== Exercise inputs ==
start
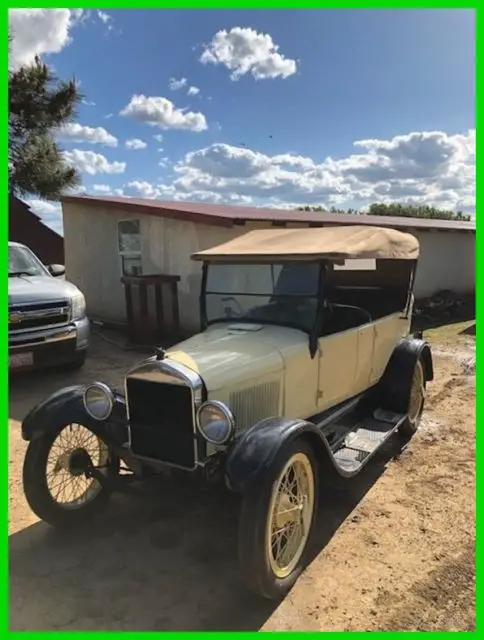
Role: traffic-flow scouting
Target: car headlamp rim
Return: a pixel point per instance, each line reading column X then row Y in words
column 227, row 414
column 108, row 394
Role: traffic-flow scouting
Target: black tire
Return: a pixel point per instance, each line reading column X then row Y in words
column 37, row 492
column 412, row 422
column 252, row 536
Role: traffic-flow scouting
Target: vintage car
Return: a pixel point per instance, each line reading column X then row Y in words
column 304, row 367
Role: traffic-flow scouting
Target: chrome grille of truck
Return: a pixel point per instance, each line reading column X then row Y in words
column 161, row 421
column 27, row 317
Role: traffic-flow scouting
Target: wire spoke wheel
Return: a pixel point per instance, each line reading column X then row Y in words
column 72, row 452
column 290, row 515
column 417, row 393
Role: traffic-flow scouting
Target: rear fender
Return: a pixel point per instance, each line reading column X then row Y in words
column 394, row 386
column 66, row 406
column 252, row 456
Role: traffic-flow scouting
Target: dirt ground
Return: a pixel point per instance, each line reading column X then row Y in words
column 395, row 548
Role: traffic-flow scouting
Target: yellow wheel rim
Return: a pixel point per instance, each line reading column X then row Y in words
column 69, row 489
column 290, row 515
column 417, row 393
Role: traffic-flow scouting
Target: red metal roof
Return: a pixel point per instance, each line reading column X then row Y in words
column 228, row 215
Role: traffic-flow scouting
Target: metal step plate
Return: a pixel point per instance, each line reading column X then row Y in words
column 366, row 437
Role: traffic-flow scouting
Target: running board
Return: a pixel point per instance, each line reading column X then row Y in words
column 358, row 444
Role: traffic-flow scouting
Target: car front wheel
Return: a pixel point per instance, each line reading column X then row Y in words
column 54, row 474
column 277, row 520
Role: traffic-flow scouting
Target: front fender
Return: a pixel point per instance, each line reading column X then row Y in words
column 66, row 407
column 253, row 454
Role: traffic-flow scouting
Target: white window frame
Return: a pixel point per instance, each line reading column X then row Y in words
column 129, row 254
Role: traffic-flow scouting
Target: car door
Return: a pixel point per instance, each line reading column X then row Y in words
column 345, row 364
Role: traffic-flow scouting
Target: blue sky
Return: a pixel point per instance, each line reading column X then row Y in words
column 276, row 108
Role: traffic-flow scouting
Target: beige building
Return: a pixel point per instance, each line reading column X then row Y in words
column 106, row 238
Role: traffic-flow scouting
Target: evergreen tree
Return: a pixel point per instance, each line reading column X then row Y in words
column 38, row 104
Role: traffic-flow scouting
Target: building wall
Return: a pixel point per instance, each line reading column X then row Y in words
column 447, row 261
column 93, row 263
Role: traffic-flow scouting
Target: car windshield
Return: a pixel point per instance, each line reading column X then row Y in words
column 22, row 262
column 283, row 294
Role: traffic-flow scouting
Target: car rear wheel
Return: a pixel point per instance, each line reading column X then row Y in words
column 54, row 474
column 416, row 401
column 276, row 522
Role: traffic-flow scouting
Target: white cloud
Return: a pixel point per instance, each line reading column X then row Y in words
column 143, row 189
column 101, row 188
column 136, row 143
column 94, row 135
column 244, row 50
column 39, row 31
column 177, row 84
column 162, row 112
column 432, row 168
column 49, row 212
column 47, row 31
column 92, row 163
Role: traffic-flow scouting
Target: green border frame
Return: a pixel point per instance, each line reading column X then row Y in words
column 187, row 4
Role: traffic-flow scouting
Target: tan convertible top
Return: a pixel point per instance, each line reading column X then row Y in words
column 330, row 243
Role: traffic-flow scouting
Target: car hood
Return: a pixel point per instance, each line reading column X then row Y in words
column 226, row 355
column 31, row 289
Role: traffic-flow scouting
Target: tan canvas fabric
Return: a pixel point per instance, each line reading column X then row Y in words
column 333, row 243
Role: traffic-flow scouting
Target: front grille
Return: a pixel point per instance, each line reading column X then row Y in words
column 38, row 316
column 161, row 421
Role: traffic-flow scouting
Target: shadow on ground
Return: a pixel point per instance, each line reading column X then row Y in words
column 470, row 331
column 164, row 561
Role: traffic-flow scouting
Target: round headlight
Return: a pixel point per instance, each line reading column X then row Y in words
column 98, row 401
column 215, row 422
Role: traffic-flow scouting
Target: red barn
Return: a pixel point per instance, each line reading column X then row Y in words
column 27, row 228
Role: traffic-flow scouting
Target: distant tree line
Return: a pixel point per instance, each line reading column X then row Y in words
column 400, row 210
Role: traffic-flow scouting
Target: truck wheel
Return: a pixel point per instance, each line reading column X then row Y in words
column 54, row 480
column 277, row 520
column 416, row 401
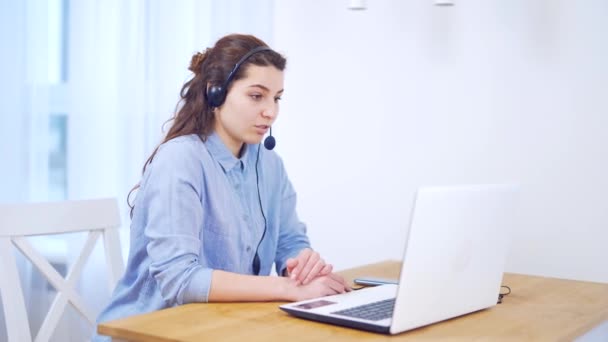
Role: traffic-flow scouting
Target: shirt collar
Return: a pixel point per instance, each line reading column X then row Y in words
column 220, row 152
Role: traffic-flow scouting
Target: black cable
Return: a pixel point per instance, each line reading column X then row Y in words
column 501, row 295
column 256, row 259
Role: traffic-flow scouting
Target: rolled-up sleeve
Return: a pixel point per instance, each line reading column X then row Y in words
column 172, row 198
column 292, row 232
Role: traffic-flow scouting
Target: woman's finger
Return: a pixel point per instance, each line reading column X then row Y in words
column 313, row 258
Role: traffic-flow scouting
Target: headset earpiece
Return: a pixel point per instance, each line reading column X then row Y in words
column 216, row 95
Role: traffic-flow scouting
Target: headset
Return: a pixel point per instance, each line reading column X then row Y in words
column 216, row 95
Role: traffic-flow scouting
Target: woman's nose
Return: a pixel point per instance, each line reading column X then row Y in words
column 271, row 111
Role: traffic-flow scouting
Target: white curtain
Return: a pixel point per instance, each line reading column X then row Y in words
column 125, row 64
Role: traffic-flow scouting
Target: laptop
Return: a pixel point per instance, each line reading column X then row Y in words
column 453, row 264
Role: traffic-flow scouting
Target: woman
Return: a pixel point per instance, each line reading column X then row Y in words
column 214, row 209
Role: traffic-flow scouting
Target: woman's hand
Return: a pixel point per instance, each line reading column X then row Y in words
column 325, row 285
column 307, row 266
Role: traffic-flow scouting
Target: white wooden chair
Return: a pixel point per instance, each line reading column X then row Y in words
column 18, row 221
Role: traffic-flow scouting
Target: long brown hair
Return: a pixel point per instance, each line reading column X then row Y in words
column 193, row 114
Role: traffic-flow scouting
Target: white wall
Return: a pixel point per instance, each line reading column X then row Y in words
column 404, row 94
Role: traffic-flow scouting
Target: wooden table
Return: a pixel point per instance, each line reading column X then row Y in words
column 538, row 309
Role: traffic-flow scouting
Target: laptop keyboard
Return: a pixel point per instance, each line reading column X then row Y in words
column 373, row 311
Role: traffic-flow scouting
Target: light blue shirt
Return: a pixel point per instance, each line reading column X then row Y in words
column 197, row 210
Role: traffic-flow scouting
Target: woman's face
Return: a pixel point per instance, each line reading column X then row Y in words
column 251, row 106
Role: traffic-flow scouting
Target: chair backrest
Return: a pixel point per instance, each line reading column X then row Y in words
column 17, row 221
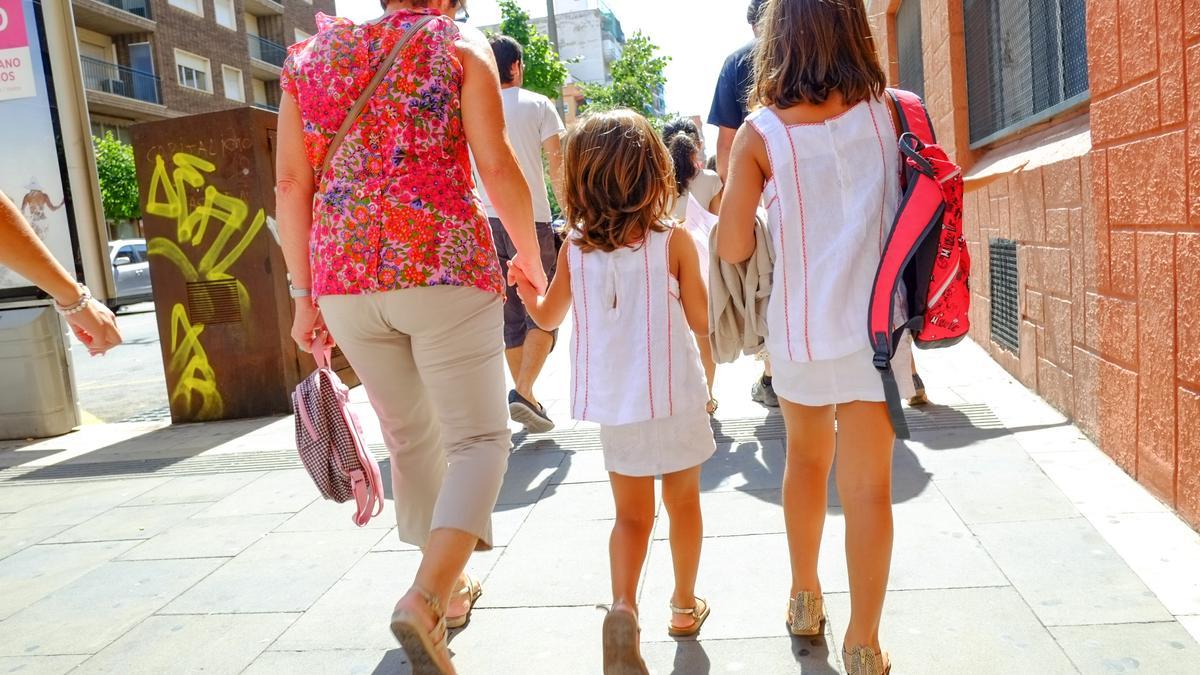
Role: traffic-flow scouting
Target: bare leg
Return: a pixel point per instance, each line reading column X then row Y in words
column 681, row 496
column 810, row 449
column 864, row 484
column 630, row 538
column 533, row 357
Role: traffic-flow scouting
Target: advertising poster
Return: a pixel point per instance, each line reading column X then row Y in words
column 30, row 166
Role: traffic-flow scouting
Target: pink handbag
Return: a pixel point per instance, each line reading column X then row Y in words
column 329, row 438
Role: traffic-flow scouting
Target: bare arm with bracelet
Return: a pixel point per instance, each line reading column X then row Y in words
column 22, row 251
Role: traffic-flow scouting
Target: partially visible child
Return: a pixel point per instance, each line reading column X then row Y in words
column 822, row 151
column 634, row 286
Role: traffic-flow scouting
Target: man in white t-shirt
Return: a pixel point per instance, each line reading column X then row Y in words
column 534, row 127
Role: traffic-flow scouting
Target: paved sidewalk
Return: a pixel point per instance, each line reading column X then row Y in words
column 1020, row 548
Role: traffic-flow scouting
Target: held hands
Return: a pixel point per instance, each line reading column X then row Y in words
column 309, row 327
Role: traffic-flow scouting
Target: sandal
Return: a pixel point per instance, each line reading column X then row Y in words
column 622, row 638
column 865, row 661
column 697, row 619
column 472, row 590
column 426, row 650
column 805, row 614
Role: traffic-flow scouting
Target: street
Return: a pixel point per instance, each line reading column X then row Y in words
column 129, row 382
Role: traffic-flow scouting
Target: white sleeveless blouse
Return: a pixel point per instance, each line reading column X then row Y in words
column 633, row 353
column 831, row 201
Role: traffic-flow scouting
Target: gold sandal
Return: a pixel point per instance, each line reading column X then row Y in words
column 473, row 591
column 697, row 619
column 426, row 650
column 622, row 638
column 805, row 614
column 865, row 661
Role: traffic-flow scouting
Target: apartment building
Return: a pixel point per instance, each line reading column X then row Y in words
column 153, row 59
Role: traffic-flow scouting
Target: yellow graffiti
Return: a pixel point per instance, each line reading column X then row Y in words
column 196, row 221
column 190, row 363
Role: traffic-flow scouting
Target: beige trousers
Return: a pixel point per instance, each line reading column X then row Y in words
column 432, row 363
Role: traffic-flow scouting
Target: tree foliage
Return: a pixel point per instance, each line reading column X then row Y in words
column 637, row 77
column 118, row 178
column 545, row 71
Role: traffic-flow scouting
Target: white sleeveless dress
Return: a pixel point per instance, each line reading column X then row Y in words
column 831, row 203
column 635, row 368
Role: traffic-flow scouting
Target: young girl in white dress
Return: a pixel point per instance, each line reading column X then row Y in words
column 633, row 284
column 821, row 150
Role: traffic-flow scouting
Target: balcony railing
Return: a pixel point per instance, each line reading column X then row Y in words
column 139, row 7
column 120, row 81
column 267, row 51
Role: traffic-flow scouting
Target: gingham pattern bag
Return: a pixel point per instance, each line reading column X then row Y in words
column 329, row 438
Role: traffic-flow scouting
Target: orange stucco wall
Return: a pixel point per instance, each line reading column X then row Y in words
column 1108, row 226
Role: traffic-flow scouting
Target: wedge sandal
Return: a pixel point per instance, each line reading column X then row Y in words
column 697, row 619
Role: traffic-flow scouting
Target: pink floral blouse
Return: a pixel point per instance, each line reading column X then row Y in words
column 397, row 208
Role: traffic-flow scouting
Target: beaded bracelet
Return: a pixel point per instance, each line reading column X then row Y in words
column 78, row 305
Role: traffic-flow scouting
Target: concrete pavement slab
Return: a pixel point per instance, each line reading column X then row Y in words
column 35, row 572
column 976, row 631
column 1069, row 574
column 1162, row 550
column 186, row 489
column 100, row 607
column 279, row 491
column 219, row 644
column 330, row 662
column 127, row 523
column 207, row 537
column 765, row 655
column 1162, row 649
column 282, row 572
column 545, row 640
column 40, row 664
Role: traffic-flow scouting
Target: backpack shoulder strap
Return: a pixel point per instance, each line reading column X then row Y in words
column 913, row 115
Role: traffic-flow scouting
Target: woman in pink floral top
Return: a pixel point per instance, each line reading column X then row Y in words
column 394, row 245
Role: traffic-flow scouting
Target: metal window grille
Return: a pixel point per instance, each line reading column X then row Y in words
column 1026, row 61
column 1005, row 299
column 909, row 47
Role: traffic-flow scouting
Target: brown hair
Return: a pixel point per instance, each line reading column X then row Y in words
column 811, row 48
column 619, row 180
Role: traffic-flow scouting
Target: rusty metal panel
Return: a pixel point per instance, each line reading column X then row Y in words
column 207, row 187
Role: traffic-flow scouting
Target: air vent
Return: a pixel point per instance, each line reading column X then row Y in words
column 214, row 302
column 1005, row 294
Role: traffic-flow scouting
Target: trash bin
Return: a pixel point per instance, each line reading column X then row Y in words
column 37, row 399
column 207, row 186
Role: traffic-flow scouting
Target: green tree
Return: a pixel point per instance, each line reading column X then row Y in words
column 545, row 71
column 118, row 178
column 637, row 77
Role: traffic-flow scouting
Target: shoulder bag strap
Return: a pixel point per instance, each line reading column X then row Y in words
column 369, row 91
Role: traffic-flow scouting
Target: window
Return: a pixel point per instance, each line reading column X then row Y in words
column 225, row 15
column 235, row 88
column 193, row 6
column 909, row 47
column 192, row 71
column 1026, row 61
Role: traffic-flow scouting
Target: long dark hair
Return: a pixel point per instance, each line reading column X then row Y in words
column 810, row 48
column 683, row 142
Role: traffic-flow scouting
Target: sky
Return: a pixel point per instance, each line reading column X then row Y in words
column 696, row 34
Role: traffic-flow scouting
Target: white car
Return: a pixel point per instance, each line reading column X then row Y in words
column 131, row 273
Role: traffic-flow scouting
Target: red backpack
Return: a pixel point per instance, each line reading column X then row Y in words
column 925, row 251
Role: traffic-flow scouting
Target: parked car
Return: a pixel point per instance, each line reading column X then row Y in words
column 131, row 273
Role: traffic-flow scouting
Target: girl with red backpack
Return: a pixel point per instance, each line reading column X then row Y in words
column 820, row 151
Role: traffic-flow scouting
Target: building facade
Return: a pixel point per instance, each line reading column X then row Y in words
column 153, row 59
column 1078, row 124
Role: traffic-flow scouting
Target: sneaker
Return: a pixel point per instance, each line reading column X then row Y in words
column 919, row 398
column 533, row 416
column 765, row 394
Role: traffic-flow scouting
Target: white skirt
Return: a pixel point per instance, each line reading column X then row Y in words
column 658, row 446
column 840, row 381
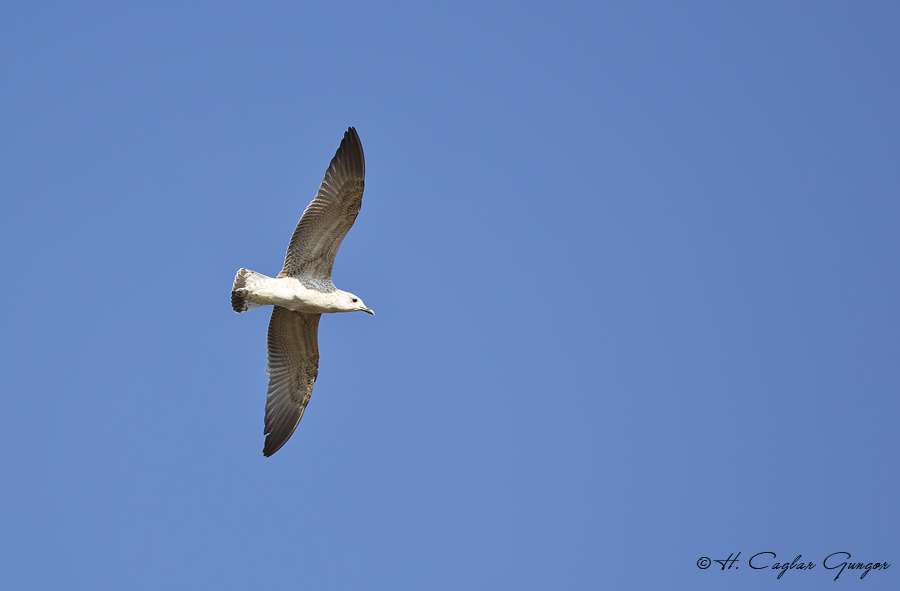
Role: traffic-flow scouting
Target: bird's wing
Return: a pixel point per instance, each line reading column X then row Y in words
column 328, row 218
column 293, row 366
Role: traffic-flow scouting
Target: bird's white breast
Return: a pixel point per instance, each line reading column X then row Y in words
column 289, row 293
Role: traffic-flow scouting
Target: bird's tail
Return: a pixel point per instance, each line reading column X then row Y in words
column 244, row 277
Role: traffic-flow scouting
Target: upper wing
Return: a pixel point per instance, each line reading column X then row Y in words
column 327, row 219
column 293, row 367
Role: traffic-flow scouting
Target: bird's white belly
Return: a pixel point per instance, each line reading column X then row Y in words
column 289, row 293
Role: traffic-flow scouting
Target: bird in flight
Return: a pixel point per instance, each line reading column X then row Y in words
column 303, row 291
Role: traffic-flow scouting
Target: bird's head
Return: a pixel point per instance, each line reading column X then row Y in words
column 354, row 303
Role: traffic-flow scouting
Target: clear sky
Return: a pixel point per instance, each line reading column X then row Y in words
column 634, row 267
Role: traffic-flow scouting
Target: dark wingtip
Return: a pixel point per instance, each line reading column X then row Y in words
column 351, row 147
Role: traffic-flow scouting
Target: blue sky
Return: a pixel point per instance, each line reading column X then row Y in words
column 635, row 270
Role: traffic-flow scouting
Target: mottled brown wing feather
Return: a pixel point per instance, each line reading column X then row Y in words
column 293, row 367
column 328, row 218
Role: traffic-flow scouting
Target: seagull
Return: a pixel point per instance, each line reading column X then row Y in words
column 303, row 291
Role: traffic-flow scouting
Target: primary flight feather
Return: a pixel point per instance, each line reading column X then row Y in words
column 303, row 291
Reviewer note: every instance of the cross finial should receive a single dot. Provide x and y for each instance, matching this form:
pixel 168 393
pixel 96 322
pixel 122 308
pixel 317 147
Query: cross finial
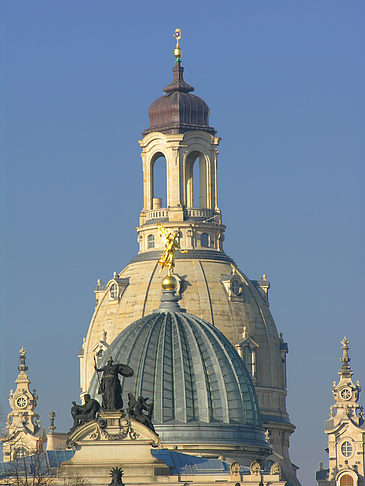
end
== Requirement ==
Rewrite the stretch from the start of the data through the line that contains "column 304, row 367" as a Markdown table with the columns Row and Line, numbering each line and skipping any blank ones. Leave the pictures out of the table.

== Solution to the exercise ==
| Row | Line |
|---|---|
| 1 | Role: traffic-flow scouting |
| 2 | Target: car headlamp rim |
| 3 | Return: a pixel point per instance, each line reading column X then row Y in words |
| 4 | column 227, row 414 |
| 5 | column 108, row 394 |
| 6 | Role: traffic-flow scouting |
| 7 | Target: black tire |
| 8 | Return: a pixel point per instance, each line reading column X then row Y in words |
| 9 | column 37, row 492 |
| 10 | column 412, row 422 |
| 11 | column 252, row 536 |
| 12 | Role: traffic-flow scouting |
| 13 | Target: vintage car |
| 14 | Return: a pixel point per instance, each line reading column X then row Y in words |
| 15 | column 304, row 367 |